*** Available data ***
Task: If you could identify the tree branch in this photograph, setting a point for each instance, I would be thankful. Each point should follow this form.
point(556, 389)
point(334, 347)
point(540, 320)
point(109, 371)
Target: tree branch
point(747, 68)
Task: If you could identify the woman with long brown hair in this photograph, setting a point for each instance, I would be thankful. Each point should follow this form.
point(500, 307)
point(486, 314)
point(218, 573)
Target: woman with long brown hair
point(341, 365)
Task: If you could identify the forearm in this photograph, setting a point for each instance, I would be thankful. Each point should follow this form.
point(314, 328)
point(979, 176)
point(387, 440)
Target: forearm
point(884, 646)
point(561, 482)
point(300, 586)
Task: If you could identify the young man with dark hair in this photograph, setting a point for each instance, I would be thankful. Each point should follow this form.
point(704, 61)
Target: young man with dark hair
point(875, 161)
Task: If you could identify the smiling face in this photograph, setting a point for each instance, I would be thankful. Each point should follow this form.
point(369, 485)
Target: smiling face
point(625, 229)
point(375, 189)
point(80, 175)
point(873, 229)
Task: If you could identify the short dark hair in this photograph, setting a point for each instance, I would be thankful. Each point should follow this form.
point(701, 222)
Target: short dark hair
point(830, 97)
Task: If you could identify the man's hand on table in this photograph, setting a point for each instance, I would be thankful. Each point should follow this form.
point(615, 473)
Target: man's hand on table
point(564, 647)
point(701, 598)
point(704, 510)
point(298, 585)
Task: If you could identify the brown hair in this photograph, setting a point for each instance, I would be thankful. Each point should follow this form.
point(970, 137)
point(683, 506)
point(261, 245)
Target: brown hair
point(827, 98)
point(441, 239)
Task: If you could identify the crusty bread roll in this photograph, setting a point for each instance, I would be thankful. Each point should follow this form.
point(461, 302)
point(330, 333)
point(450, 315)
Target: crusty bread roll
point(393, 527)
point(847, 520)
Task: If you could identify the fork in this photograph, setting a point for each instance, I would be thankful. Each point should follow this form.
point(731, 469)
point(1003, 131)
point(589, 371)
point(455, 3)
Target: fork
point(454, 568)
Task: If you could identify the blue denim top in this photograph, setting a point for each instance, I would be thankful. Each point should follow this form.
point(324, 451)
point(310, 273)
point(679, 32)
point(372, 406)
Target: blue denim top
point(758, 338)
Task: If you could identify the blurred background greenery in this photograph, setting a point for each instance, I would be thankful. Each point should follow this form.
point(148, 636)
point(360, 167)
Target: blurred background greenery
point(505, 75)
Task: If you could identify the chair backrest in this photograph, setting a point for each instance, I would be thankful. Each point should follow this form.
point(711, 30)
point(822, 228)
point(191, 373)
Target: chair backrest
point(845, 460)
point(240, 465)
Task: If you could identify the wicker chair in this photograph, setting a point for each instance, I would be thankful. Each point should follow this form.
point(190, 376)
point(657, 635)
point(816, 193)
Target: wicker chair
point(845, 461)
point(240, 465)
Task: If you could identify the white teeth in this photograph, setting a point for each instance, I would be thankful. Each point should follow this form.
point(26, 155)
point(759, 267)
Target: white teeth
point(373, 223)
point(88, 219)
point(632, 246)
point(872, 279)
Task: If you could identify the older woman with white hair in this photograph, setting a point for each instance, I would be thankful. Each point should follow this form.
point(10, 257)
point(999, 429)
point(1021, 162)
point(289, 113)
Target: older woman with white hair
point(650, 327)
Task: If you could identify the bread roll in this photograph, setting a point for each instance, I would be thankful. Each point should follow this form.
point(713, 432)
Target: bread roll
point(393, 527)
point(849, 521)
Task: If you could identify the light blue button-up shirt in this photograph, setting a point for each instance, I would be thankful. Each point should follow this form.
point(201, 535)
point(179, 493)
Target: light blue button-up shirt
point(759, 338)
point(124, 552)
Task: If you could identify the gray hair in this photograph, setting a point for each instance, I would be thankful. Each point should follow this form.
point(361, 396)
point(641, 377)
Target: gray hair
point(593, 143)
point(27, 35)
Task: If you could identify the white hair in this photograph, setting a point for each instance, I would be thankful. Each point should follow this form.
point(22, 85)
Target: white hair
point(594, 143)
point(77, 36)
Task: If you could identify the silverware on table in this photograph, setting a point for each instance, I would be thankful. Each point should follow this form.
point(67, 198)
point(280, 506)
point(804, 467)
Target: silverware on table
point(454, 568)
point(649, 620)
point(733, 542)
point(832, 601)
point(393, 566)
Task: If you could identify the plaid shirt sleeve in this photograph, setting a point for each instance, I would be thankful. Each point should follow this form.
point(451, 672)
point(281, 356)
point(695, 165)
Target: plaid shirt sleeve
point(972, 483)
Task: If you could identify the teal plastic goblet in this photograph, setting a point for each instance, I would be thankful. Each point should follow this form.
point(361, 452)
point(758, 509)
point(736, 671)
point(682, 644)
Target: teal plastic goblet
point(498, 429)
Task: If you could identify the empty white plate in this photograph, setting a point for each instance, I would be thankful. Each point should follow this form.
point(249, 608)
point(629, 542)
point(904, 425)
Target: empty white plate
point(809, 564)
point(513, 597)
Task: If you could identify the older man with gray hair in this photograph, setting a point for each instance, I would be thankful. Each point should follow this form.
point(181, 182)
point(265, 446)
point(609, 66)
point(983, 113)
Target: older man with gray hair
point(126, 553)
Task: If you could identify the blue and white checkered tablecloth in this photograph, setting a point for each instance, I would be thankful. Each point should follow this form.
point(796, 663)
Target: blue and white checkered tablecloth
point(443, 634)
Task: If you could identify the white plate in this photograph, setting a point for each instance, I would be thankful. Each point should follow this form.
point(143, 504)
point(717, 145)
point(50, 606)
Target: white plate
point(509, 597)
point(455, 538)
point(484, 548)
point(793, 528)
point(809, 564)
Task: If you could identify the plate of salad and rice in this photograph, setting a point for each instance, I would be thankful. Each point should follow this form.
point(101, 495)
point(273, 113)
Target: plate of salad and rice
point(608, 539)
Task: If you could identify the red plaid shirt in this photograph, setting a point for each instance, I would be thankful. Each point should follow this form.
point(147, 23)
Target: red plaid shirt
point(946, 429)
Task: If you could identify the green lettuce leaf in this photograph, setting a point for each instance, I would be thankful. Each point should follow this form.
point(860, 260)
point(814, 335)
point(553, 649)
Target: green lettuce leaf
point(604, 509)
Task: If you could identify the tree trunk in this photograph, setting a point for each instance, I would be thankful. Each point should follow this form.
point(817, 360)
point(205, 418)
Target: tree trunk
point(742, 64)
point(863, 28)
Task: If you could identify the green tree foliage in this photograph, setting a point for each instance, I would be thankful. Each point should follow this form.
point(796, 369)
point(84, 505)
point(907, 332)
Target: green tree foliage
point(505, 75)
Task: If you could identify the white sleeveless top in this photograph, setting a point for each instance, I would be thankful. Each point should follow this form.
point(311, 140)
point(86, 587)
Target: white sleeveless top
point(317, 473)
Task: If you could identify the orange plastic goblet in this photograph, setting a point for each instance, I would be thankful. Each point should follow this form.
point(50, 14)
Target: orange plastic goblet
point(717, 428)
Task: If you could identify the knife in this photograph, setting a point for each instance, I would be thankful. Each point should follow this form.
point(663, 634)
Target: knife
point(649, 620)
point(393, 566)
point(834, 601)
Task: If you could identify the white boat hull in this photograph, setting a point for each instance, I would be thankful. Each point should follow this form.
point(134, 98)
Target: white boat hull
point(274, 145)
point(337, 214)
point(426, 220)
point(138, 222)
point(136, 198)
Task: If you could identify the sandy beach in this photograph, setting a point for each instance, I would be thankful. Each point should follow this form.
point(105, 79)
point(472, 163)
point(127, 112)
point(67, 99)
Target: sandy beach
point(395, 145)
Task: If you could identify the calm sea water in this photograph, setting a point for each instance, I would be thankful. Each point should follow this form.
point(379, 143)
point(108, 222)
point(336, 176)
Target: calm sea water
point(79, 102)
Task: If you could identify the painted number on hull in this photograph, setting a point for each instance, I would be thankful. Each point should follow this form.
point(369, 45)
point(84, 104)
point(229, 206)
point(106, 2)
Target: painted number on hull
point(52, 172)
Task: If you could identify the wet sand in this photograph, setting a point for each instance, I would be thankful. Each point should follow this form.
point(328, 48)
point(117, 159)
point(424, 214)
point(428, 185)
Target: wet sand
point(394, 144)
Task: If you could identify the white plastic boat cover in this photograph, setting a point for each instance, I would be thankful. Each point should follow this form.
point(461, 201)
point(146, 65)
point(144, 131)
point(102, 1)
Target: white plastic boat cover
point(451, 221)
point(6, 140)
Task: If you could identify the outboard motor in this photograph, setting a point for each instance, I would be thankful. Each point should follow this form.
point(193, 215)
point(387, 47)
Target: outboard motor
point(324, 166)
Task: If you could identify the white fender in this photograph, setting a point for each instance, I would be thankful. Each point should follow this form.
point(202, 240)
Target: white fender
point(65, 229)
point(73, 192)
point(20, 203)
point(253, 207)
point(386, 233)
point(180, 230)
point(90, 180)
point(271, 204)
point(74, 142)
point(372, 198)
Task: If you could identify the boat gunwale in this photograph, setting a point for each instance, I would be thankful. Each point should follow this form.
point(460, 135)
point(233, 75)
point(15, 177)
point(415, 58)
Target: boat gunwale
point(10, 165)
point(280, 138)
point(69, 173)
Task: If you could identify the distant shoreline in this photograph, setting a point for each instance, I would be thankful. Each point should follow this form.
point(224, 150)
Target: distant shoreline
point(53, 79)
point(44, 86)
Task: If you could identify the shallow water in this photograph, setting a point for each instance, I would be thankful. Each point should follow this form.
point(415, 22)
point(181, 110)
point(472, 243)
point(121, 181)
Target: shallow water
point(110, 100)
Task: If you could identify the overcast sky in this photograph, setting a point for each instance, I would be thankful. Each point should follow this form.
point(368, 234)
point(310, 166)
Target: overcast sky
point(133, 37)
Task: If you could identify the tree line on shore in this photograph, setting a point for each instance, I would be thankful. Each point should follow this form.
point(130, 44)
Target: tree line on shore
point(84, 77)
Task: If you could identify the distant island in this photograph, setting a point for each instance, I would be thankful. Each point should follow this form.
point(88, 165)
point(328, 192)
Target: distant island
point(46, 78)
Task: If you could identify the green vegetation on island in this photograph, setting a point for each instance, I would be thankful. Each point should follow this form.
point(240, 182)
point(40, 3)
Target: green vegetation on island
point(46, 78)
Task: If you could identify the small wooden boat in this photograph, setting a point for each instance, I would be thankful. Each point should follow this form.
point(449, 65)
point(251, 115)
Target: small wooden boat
*** End of Available data ***
▶ Your objective
The expected answer is an exact copy of the lines above, beginning at the line with "Target: plaid shirt sleeve" and ending at the line with "Task: If you could identify the green lettuce", with both ends in.

▶ Answer
Target: plaid shirt sleeve
point(972, 483)
Task: If you could identify the teal plastic goblet in this photograph, setting a point for each instance, I would be thankful. Each point should follow this form.
point(361, 452)
point(758, 509)
point(736, 671)
point(682, 644)
Target: teal plastic goblet
point(498, 429)
Task: If you could identify the empty white plate in this photograph, setting a point for each instance, I would be thankful. Each point should follow this form.
point(249, 608)
point(629, 542)
point(904, 425)
Target: empty white plate
point(809, 564)
point(513, 597)
Task: If you could identify the older man with gray hair in this photograph, setting a point for each instance, I would be thankful. Each point should follow this form.
point(181, 182)
point(265, 446)
point(609, 66)
point(983, 113)
Target: older man with gray hair
point(126, 553)
Task: If you could identify the blue and white checkered tablecloth in this photograph, setting a point for each instance, I would be thankful. Each point should follow this form.
point(796, 663)
Target: blue and white checkered tablecloth
point(443, 634)
Task: If you could identify the white plate in this photograph, setting a point for each instance, I would be thankful. Each point should follow this form.
point(143, 504)
point(717, 145)
point(50, 606)
Target: white plate
point(509, 597)
point(455, 538)
point(484, 548)
point(793, 528)
point(809, 564)
Task: If you could identify the plate of salad and rice in this photograph, setting a point for each instance, I would be thankful. Each point should follow this form.
point(101, 495)
point(273, 113)
Target: plate of salad and rice
point(608, 539)
Task: If you could identify the red plaid shirt in this photograph, setting a point for each instance, I would be thankful. Each point should follow this form.
point(147, 23)
Target: red plaid shirt
point(946, 429)
Task: If you could identify the green lettuce leaf in this photograph, setting a point for each instance, I would be thankful. Each point should follow this form.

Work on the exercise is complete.